> **Texto do documento**
☆ ☆ ☆ ☆

Diamantino Bártolo (professor universitário Venade-Caminha-Portugal, gerente de blog que leva o seu nome http://diamantinobartolo.blogspot.com.br/) disse...

Bom dia

Estimado Amigo.

Muito obrigado.

Bom domingo.

Abraço.

Diamantino

João Carlos Ramos (poeta, escritor, membro e ex-presidente da Academia Divinopolitana de Letras e sócio correspondente da Academia de Letras de São João del-Rei e da Academia Lavrense de Letras) disse...

Prezado Braga,
Bom dia!
Sempre provas seu vasto conhecimento histórico e nós somos beneficiados.
Parabéns, mais uma vez!

Dr. Rogério Medeiros Garcia de Lima (professor universitário, desembargador do TJMG, escritor e membro da Academia de Letras de São João del-Rei) disse...

Que falta faz a lição grega!

Dr. Mário Pellegrini Cupello (escritor, pesquisador, presidente do Instituto Cultural Visconde do Rio Preto de Valença-RJ, e sócio correspondente do IHG e Academia de Letras de São João del-Rei) disse...

Caro amigo Braga

Acabo de abrir o seu e-mail. Muito interessante! Agradeço pelo envio e lhe parabenizo por mais essa pesquisa hitórico-literária.

Abraços, Mario.

José R. B. Bechelaine (escritor, orador, Acadêmico da Academia Divinopolitana de Letras) disse...

Caro confrade,
Felicito-o por este magnífico trabalho. É de grande valor e revela uma grande erudição linguística, literária, filosófica e histórica (coisa rara atualmente). Tenho grande interesse pela filosofia de Epicuro, que estudei um pouco.

☆ ☆ ☆ ☆

> **Trecho de dados**
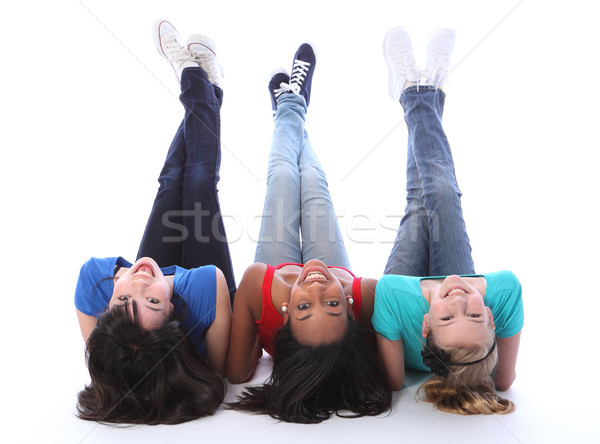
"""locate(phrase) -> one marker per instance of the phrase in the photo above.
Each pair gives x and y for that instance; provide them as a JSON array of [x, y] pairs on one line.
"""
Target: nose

☆ ☆ ☆ ☆

> **Exercício proposto 1**
Traduza para o inglês a seguinte frase dos comentários do texto do documento: "Tenho grande interesse pela filosofia de Epicuro, que estudei um pouco."
> **Exercício proposto 2**
De acordo com os comentários do texto do documento, de qual instituto Mário Pellegrini Cupello é presidente?
O material não tem relação com o texto do documento.

> **Solução da tarefa 1**
I have a great interest in the philosophy of Epicurus, which I have studied a little.

> **Solução da tarefa 2**
Do Instituto Cultural Visconde do Rio Preto de Valença-RJ.